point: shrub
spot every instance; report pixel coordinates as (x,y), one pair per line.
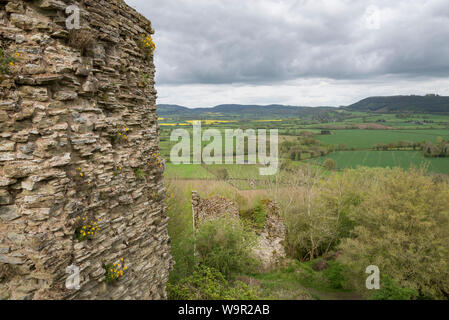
(147,45)
(259,215)
(226,245)
(209,284)
(180,230)
(140,174)
(390,290)
(5,62)
(82,39)
(222,174)
(401,227)
(330,164)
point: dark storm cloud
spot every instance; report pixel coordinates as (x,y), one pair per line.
(257,41)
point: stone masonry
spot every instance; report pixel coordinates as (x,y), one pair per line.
(270,249)
(79,145)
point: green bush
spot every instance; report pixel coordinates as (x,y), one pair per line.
(226,245)
(209,284)
(180,230)
(259,215)
(222,174)
(390,290)
(335,275)
(5,62)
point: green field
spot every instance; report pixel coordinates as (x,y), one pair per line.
(363,139)
(190,171)
(404,159)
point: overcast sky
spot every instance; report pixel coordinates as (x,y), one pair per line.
(304,52)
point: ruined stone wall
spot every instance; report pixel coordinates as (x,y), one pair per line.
(78,147)
(270,249)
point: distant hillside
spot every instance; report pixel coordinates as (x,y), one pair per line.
(241,111)
(418,104)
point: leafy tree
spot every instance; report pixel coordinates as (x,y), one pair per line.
(226,245)
(401,227)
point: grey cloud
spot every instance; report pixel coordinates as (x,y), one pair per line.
(269,41)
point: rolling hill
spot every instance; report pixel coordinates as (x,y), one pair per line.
(242,111)
(396,104)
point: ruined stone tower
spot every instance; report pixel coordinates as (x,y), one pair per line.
(80,173)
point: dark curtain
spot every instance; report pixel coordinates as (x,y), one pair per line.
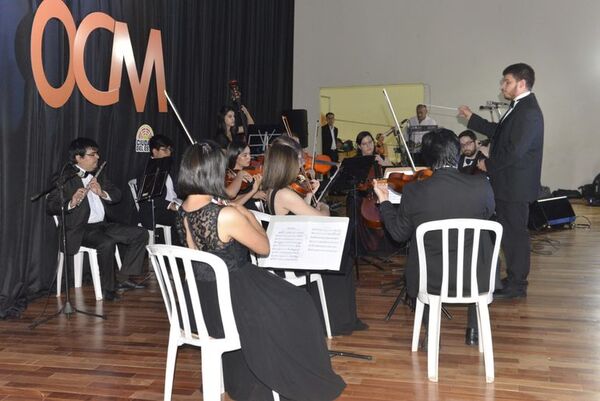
(205,44)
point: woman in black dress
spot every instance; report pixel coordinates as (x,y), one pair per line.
(282,343)
(369,239)
(282,165)
(226,129)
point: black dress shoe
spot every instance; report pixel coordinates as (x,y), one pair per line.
(360,325)
(510,292)
(109,295)
(471,337)
(129,285)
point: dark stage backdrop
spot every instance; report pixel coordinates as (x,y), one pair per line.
(205,44)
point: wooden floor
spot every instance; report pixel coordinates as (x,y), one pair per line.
(547,346)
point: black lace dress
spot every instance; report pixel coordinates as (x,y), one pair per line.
(283,347)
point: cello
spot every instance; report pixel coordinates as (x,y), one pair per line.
(396,180)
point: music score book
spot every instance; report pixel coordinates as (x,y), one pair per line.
(305,242)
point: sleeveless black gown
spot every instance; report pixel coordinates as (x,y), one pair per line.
(282,343)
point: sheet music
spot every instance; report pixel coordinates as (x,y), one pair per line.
(305,242)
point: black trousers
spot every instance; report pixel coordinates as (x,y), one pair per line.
(515,240)
(104,237)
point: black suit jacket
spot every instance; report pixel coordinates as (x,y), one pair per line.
(516,146)
(326,138)
(77,218)
(160,205)
(448,194)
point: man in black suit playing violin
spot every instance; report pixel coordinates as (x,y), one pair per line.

○ ○ ○ ○ ○ ○ ○

- **Problem to solve**: Without the pictures, return the whole of the data exactly as given.

- **Problem solution**:
point: shrub
spot every instance; report pixel coordinates as (x,y), one pair per line.
(147,45)
(259,215)
(226,245)
(209,284)
(180,230)
(140,174)
(390,290)
(5,62)
(82,39)
(222,174)
(401,227)
(330,164)
point: dark storm cloud
spot every instance; report pixel coordinates as (x,y), one pair per line.
(257,41)
point: stone masonry
spot every instance; report pixel coordinates as (x,y), one pair per line.
(270,249)
(79,145)
point: green bush
spot every instance; report pixel coordinates as (x,y), one pair per line.
(226,245)
(209,284)
(180,230)
(259,215)
(222,174)
(390,290)
(335,275)
(5,62)
point: green field
spot every instance; report pixel coordinates as (x,y), one pair per line.
(363,139)
(190,171)
(404,159)
point: overcast sky
spot every instance; report pixel coordinates as (x,y), one pair per line.
(304,52)
point: ruined stone wall
spot every instance; report pixel coordinates as (x,y), one pair per line.
(78,147)
(270,249)
point: distant hillside
spot every instance; report pixel coordinates as (x,y), one pair per line.
(241,111)
(418,104)
point: leafy tree
spot every instance; report pixel coordinates as (x,y), one pair per line.
(226,245)
(401,227)
point: grey cloud
spot every instance; report pixel coordinates as (x,y), one pair per line.
(269,41)
point: rolling hill
spot every instance; report pixel coordinates as (x,y), one pair per line.
(242,111)
(396,104)
point: ruined stone tower
spot every instance; report pixel coordinates as (x,y), one pair per line.
(80,173)
point: dark curtain
spot every instance; report pixel coordinates as (x,y), one pair per line.
(205,44)
point: woman in black dress
spot every instance; report pixel coordinates as (x,y), one pair per line.
(282,343)
(369,239)
(282,165)
(226,129)
point: black dress shoe
spot every instance; report pixel coordinates as (x,y), one pair per line.
(360,325)
(510,292)
(109,295)
(471,337)
(129,285)
point: dark stage backdrop
spot every instance; report pixel coordinates as (x,y), one pair per line.
(205,44)
point: wooden floor
spot every instance; report pixel coordinates as (x,y), one pair per line.
(547,346)
point: black lace dress
spot every instance; report pixel coordinates as (x,y), one pair per line.
(283,347)
point: cello
spot every instance; report pixel coordinates as (x,y), one pair per line.
(396,180)
point: music score book
spot every instance; report pixel coordinates as (x,y), one pair per line.
(305,242)
point: sleeveless black gown
spot every instance; report pixel coordinates as (x,y), one pair per line.
(282,343)
point: sheet music
spot every instance; report pixel coordinates as (x,y), one pair per line.
(305,242)
point: black trousers
spot every instance; report pixel coordinates as (x,y), one pair per line.
(515,240)
(104,237)
point: black suit jacket
spot every instance; report pixel coordinates as (x,y), one pair per line.
(516,146)
(326,138)
(77,218)
(160,205)
(448,194)
point: man in black suit playing violin
spot every instance; report pixel coordinates as (x,y), one pair per line.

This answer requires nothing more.